Toda crisis lleva consigo algún aspecto positivo, independientemente de que nos sea conocido a más corto o largo plazo. Algo que sin duda no puede servir de consuelo a todos los que pierden su empleo o ven cómo sus ingresos alcanzan cada vez para menos cosas. Pero uno de los beneficios de esta larga crisis económica puede ser precisamente el cambio cultural que puede propiciar. Porque no nos engañemos: el origen de una crisis económica está en la propia cultura y, en último término, en una crisis de tipo moral. La crisis puede ser una oportunidad perdida si tan sólo nos preocupamos por un aumento del P.I.B. y la consiguiente bajada del paro. Focalizar el núcleo de la crisis en la economía puede ser una forma de evasión, síntoma de no haber terminado de comprenderlo todo correctamente. Ahora que las cosas no van nada bien estamos en el momento adecuado para replantearnos ciertas pautas y rasgos culturales, mucho más profundos que cualquier índice económico, y probablemente con un mayor impacto sobre nuestra vida diaria. Me estoy refiriendo a una idea que lleva ya un tiempo circulando por la red: la cultura del decrecimiento.

▶ **Contenido de datos**
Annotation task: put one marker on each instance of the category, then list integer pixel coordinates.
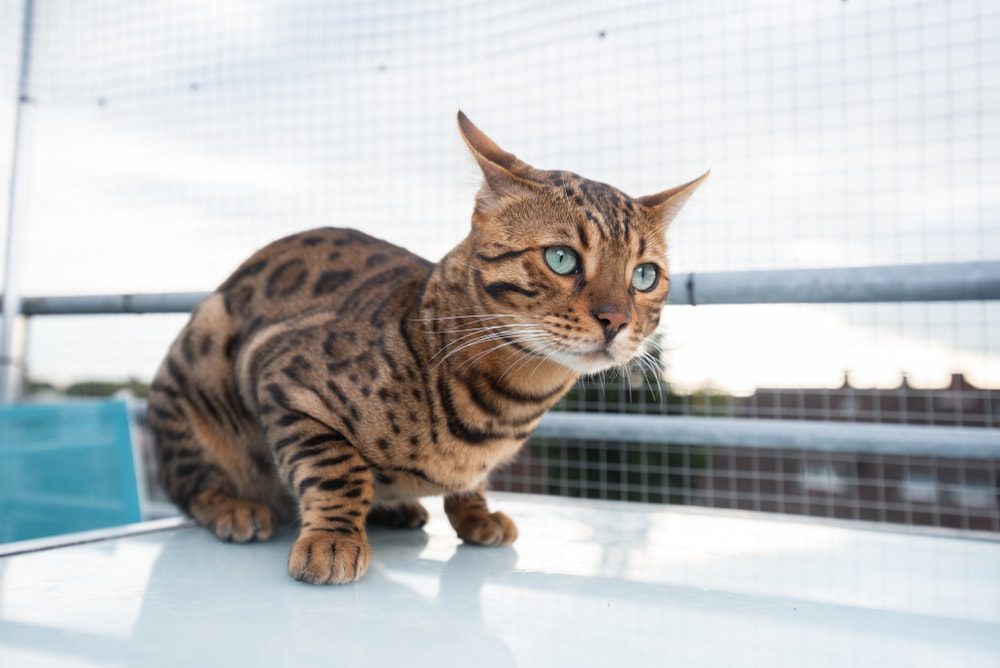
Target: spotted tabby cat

▶ **Tu objetivo**
Según el texto sobre la crisis, ¿dónde está el origen de una crisis económica? Por favor, usa únicamente el texto sobre la crisis.

▶ **Respuesta**
En la propia cultura y, en último término, en una crisis de tipo moral.